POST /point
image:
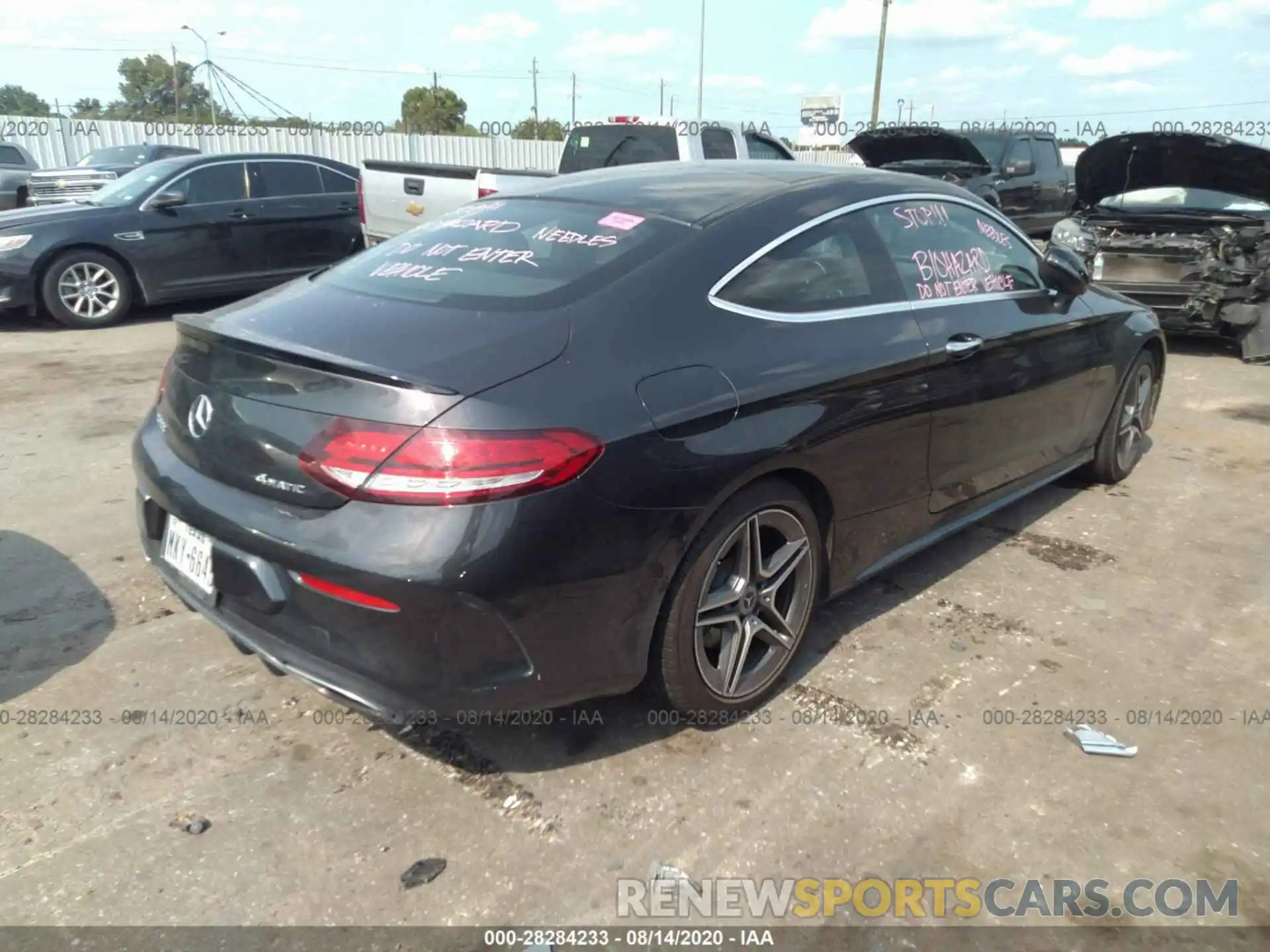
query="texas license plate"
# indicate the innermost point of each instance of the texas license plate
(190, 551)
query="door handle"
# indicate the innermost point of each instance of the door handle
(963, 346)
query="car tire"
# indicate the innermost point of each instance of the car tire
(763, 606)
(1121, 444)
(67, 286)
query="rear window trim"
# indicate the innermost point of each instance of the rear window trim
(867, 310)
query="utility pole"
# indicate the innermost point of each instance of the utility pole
(535, 74)
(882, 48)
(701, 61)
(207, 63)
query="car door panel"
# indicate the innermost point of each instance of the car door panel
(1013, 365)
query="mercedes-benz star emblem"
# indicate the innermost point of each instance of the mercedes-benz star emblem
(200, 416)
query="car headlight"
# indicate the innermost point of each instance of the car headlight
(12, 243)
(1072, 234)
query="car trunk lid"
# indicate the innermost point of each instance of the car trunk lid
(253, 385)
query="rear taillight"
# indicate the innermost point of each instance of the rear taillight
(345, 594)
(163, 377)
(389, 463)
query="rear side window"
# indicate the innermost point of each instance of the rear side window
(214, 183)
(603, 146)
(508, 254)
(718, 143)
(945, 251)
(835, 266)
(287, 179)
(335, 183)
(1046, 151)
(760, 147)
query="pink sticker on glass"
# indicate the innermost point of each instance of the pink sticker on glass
(620, 220)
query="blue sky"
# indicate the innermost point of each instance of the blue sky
(1123, 63)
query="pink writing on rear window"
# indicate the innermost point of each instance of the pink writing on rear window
(574, 238)
(404, 270)
(499, 255)
(915, 216)
(994, 233)
(620, 220)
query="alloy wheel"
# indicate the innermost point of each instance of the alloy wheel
(755, 604)
(89, 290)
(1134, 416)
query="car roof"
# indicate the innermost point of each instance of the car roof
(702, 192)
(208, 158)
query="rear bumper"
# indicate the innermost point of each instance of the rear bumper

YOUR ASSIGNMENT:
Whatever the records hold apart from pictures should be repeated exactly.

TASK OUTPUT:
POST /point
image:
query="texas license plate"
# indicate the innermost point of each instance of the texas license plate
(190, 551)
query="door handle"
# indicate the innermost point of each instance of the door handle
(963, 346)
query="car tire"
# indicate the innermost point of each instance of the car tire
(763, 606)
(1121, 444)
(67, 286)
query="rear window trim"
# indicate the innermost point of each instance of the rear window trim
(867, 310)
query="utility pole"
# indicate the innermost point of each instance of the utility pole
(535, 74)
(882, 48)
(701, 61)
(207, 63)
query="car door panel"
# indicate the innermost point of each instance of the car door panel
(1013, 365)
query="mercedes-benz star emblem"
# indicate the innermost point of each instance of the mercedes-benz star emblem
(200, 416)
query="car headlight"
# indicate the innermost point of each instance of the car headlight
(12, 243)
(1072, 234)
query="car trunk lid"
# indicate the innermost point of each instance of the car trunk lid
(253, 385)
query="rear taillight"
# indicate the innermost point of each instance of the rear taillight
(345, 594)
(163, 377)
(389, 463)
query="rear side window"
# indicate the innermost point of each instance of the rear side window
(214, 183)
(603, 146)
(508, 254)
(718, 143)
(945, 251)
(835, 266)
(287, 179)
(335, 183)
(1046, 151)
(760, 147)
query="pink sticker on glass"
# indicate the innermost point of each instance of the pink sticker on glass
(620, 220)
query="blue sky"
# indicate the innermost point of each instance of the blue sky
(1123, 63)
query="pink writing on rear window"
# indicate the innermost point of each instance of the pink writing on rear window
(574, 238)
(404, 270)
(499, 255)
(915, 216)
(994, 233)
(620, 220)
query="alloy wheel"
# indicate the innermost point of each instance of the alloy wheel
(755, 604)
(89, 290)
(1134, 416)
query="car roof"
# indicate the innermost point of each instance of the car roof
(702, 192)
(208, 158)
query="rear bumper"
# indicate the innermost point of each instance of the rear bumper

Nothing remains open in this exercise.